## EXTRAIT DU DOCUMENT

· · · ·

La psychologue Sonya Lubyomirski a interrogé un échantillon de personnes dont le revenu annuel se monte à 30.000 dollars et leur a demandé de combien d’argent ils pensaient avoir besoin. Ils ont opté en moyenne pour un montant de 50.000 dollars. Mais ceux qui gagnent 100.000 dollars estiment avoir besoin de 250.000 dollars. On retrouve le même paradoxe si on les interroge sur une augmentation salariale: pour chaque augmentation de 1 dollar, ils souhaitent en réalité en obtenir 1,4.
Dans une autre expérience, les participants ont le choix entre gagner 50.000 dollars contre 25.000 dollars pour leur collègue, ou opter pour 100.000 dollars et 250.000 dollars pour leur collègue. La moitié choisissent de gagner 50.000 dollars, soit 50% de moins que ce qu’ils pourraient obtenir, mais deux fois plus que leur collègue.
Cette attitude s’explique en partie parce que nous avons tendance à nous comparer aux autres, et parce que nos références sont souvent irrationnelles. Le gagnant d’une médaille de bronze peut être plus heureux que celui qui obtient la médaille d’argent: il ne s’agit pas de ce que vous obtenez, mais de ce que vous pensiez pouvoir obtenir. Cela fonctionne de la même façon en sens inverse: dans une région où le taux de chômage est élevé, les gens se sentent moins malheureux s’ils sont sans emploi que dans une région où le taux d’emploi est élevé.

· · · ·

## EXTRAITS DES LIGNES
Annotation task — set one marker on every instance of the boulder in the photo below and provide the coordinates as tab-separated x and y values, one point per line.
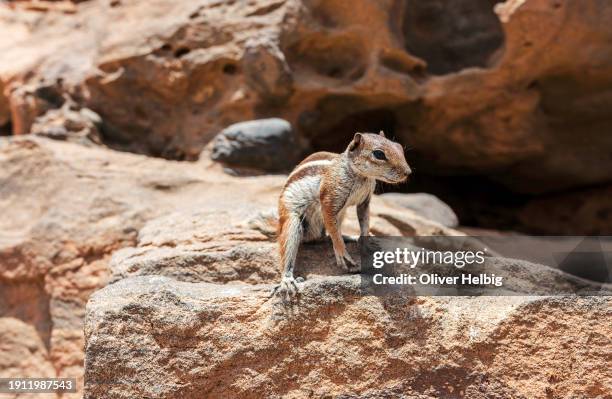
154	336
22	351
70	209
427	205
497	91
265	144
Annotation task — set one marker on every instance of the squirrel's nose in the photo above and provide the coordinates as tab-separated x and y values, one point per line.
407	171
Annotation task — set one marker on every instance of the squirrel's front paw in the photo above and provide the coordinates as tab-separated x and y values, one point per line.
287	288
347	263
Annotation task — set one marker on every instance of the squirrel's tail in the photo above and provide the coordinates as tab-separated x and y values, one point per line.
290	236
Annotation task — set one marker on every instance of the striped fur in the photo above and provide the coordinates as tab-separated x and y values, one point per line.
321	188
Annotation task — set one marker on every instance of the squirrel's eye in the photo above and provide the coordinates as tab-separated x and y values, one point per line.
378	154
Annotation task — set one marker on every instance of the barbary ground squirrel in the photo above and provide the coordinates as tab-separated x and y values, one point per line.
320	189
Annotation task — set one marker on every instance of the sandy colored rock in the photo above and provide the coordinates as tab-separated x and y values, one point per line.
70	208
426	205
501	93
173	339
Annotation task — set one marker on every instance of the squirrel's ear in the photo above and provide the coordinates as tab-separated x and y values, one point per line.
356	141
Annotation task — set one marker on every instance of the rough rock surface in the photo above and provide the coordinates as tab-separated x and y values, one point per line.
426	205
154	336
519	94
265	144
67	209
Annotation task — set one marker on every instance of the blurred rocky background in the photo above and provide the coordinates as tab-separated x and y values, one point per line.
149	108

· · · ·

## CONSIGNE 1
Dans le texte sur l'argent et le bonheur, de combien d'argent les personnes qui gagnent 30.000 dollars par an pensent-elles avoir besoin, en moyenne ?
## CONSIGNE 2
Poursuivez le texte sur l'argent et la comparaison aux autres, à la suite de sa dernière phrase.

## VOTRE RÉPONSE 1
50.000 dollars.

## VOTRE RÉPONSE 2
Il ne faut donc pas s’étonner que ceux qui utilisent beaucoup les réseaux sociaux soient moins satisfaits de leur vie. Même lorsqu’ils écument Facebook à la recherche d’anciens condisciples ayant des enfants affreux, des goûts douteux et un emploi ennuyeux. L’impact positif de ceux qui s’en tirent moins bien est nettement inférieur à l’impact négatif de tous ceux qui ont l’air plus heureux, plus stables et plus intéressants. Santos plaide donc ardemment pour que l’on se désinscrive des réseaux sociaux ou, au minimum, qu’on les utilise le moins possible.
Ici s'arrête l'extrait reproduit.